-- Data extract start --

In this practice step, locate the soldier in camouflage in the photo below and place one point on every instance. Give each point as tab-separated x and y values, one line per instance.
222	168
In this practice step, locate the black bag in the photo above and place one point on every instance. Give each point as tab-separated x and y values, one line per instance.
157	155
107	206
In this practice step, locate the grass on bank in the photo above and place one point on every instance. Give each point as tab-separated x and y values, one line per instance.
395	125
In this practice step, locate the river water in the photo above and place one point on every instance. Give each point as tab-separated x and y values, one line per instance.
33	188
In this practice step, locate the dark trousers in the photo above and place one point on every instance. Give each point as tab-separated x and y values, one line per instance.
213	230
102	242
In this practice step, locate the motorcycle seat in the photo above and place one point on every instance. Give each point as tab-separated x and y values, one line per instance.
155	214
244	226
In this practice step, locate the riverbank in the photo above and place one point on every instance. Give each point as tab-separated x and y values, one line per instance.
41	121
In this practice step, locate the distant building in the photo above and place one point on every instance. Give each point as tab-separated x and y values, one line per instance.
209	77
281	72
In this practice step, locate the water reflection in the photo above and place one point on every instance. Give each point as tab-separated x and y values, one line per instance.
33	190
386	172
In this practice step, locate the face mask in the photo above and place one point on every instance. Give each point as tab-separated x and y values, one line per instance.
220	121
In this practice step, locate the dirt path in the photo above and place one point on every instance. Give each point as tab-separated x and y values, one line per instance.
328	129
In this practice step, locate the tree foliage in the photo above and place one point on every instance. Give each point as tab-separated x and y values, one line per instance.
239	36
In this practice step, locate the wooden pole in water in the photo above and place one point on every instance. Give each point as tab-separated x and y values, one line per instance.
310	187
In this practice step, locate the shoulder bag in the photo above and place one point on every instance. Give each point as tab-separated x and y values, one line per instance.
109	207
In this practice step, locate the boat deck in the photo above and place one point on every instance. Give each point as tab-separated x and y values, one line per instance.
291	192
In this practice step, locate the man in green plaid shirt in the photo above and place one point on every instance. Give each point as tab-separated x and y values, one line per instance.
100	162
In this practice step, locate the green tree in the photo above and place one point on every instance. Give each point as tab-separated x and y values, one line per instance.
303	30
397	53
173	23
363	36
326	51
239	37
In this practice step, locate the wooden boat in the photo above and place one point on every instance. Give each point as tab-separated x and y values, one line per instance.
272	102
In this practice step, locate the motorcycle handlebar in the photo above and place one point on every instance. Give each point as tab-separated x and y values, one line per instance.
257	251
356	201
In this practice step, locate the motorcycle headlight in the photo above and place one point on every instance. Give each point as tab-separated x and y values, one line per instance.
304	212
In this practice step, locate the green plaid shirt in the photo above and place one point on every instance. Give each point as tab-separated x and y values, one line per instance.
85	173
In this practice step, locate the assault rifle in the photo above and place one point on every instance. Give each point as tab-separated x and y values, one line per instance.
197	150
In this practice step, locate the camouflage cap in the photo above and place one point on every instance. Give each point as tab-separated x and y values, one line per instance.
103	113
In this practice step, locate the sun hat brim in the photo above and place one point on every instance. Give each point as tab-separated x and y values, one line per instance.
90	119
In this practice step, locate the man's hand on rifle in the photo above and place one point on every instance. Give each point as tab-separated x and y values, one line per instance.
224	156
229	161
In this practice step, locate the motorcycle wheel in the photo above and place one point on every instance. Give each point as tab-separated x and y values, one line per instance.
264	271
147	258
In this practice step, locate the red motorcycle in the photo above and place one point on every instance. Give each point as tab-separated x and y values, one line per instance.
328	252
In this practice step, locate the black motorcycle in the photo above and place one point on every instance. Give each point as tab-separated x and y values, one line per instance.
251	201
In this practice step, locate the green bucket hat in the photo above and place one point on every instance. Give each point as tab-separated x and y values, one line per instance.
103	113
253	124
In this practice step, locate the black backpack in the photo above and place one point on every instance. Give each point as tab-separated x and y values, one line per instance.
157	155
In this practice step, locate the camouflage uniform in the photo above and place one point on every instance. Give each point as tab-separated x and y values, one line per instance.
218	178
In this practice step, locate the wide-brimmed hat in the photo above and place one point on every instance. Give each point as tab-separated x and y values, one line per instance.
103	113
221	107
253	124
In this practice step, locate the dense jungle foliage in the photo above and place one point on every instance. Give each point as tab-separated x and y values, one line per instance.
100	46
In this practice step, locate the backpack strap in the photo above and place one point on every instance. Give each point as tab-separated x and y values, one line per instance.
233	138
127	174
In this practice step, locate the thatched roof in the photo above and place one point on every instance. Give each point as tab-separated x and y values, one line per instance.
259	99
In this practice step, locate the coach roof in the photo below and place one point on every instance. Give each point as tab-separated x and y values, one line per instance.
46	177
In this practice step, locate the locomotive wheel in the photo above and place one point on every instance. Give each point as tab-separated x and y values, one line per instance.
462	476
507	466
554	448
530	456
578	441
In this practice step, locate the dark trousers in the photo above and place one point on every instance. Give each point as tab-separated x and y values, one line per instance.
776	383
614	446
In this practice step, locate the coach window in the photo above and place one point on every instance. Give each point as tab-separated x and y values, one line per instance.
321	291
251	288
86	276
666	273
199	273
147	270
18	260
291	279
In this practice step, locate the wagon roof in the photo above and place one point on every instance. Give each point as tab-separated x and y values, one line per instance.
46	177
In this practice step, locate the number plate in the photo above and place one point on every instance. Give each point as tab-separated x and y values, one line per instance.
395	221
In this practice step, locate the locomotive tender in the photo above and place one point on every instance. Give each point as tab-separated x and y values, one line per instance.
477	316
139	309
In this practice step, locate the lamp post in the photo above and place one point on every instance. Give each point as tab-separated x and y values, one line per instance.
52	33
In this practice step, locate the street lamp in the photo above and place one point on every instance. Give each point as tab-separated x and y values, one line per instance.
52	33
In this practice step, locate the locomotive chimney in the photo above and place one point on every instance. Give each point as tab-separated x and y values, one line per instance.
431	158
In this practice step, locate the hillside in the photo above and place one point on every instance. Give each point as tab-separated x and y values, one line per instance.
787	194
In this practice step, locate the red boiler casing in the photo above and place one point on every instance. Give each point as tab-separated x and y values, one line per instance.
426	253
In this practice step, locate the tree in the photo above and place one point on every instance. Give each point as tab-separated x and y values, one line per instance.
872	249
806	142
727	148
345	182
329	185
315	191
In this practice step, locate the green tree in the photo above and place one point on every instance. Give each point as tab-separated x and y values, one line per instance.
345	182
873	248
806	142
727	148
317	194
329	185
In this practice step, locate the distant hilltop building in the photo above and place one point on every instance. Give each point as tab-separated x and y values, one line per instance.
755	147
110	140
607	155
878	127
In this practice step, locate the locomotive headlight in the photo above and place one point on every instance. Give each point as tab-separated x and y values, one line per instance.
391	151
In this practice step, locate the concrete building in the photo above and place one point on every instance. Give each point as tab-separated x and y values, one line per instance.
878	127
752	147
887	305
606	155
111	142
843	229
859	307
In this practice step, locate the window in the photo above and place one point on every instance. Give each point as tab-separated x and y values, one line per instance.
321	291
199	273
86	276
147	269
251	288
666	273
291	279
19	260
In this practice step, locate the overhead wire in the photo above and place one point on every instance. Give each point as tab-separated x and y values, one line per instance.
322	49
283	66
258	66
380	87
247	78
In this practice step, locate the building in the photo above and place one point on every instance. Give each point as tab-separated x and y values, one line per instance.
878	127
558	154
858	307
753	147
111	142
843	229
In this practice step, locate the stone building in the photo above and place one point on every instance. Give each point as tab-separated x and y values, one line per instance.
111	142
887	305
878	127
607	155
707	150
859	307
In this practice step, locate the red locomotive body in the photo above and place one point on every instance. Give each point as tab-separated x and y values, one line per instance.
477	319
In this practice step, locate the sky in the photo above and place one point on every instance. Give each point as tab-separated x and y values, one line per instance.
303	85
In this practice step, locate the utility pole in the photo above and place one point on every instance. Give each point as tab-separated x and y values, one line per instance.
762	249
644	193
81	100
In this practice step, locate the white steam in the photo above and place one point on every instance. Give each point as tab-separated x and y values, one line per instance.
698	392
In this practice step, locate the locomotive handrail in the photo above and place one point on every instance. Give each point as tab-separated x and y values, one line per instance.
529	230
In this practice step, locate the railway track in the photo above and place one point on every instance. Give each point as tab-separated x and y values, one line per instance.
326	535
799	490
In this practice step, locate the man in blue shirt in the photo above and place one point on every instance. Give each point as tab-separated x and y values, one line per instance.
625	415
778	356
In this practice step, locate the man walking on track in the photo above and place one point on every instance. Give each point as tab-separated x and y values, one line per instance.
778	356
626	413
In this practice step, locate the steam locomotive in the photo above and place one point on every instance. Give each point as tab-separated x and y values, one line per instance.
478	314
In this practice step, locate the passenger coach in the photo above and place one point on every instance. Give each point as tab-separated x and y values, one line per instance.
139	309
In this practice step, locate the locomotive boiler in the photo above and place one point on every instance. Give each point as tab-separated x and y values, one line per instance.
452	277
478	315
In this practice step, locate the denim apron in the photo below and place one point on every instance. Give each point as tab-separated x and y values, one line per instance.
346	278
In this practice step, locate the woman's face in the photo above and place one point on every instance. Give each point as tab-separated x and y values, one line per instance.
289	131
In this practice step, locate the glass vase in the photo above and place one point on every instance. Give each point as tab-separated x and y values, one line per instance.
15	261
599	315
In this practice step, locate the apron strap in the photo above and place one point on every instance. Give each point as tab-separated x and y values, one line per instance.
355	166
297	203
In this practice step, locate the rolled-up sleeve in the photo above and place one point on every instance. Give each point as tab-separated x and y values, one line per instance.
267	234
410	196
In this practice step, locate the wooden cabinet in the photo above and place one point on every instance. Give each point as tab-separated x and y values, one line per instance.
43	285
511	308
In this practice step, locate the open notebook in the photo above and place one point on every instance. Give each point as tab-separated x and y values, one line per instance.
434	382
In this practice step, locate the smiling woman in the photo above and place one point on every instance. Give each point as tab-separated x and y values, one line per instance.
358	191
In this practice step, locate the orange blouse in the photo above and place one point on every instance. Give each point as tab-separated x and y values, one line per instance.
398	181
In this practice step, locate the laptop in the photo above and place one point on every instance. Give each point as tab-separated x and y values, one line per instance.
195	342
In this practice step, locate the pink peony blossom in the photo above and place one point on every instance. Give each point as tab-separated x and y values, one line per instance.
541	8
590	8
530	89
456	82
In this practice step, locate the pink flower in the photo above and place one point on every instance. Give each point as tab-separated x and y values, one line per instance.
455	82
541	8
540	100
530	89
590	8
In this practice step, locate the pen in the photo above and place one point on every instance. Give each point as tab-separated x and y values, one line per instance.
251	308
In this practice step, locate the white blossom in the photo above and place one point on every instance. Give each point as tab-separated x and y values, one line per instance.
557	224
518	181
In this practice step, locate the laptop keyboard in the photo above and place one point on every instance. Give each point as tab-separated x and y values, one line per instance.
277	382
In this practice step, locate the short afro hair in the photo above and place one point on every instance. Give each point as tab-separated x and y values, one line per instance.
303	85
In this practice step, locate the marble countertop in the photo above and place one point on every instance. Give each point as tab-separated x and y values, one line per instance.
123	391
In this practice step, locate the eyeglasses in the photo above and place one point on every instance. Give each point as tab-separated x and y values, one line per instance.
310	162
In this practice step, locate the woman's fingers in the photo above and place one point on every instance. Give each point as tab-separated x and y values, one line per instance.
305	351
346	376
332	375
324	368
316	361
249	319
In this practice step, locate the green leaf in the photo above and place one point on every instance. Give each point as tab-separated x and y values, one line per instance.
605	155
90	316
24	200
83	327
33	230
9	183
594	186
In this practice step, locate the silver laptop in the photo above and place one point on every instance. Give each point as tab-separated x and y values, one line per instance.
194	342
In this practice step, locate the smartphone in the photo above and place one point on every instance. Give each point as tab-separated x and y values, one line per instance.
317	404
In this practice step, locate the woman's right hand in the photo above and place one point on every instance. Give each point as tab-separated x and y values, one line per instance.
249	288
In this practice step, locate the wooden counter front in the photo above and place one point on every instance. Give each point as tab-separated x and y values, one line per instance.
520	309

-- Data extract end --

Problem details
Starting from the line containing "In this practice step, locate the silver", repeat each line through the end of the entries, exactly.

Solution to this exercise
In this practice step, locate the silver laptop in the photo above and place one point on every instance. Give each point as tab-separated x and y values, one line per instance.
194	342
In this practice step, locate the smartphone in the photo above and place one point on every instance. Give each point as tab-separated x and y values, one line per instance.
317	404
In this practice step, locate the woman's right hand in the photo above and place one point on every instance. Give each point as tab-separated x and y values, one line per instance.
249	288
In this practice step, locate the wooden counter front in the photo above and place one point on every instance. Give each point as tab-separated x and y values, one line per instance.
520	309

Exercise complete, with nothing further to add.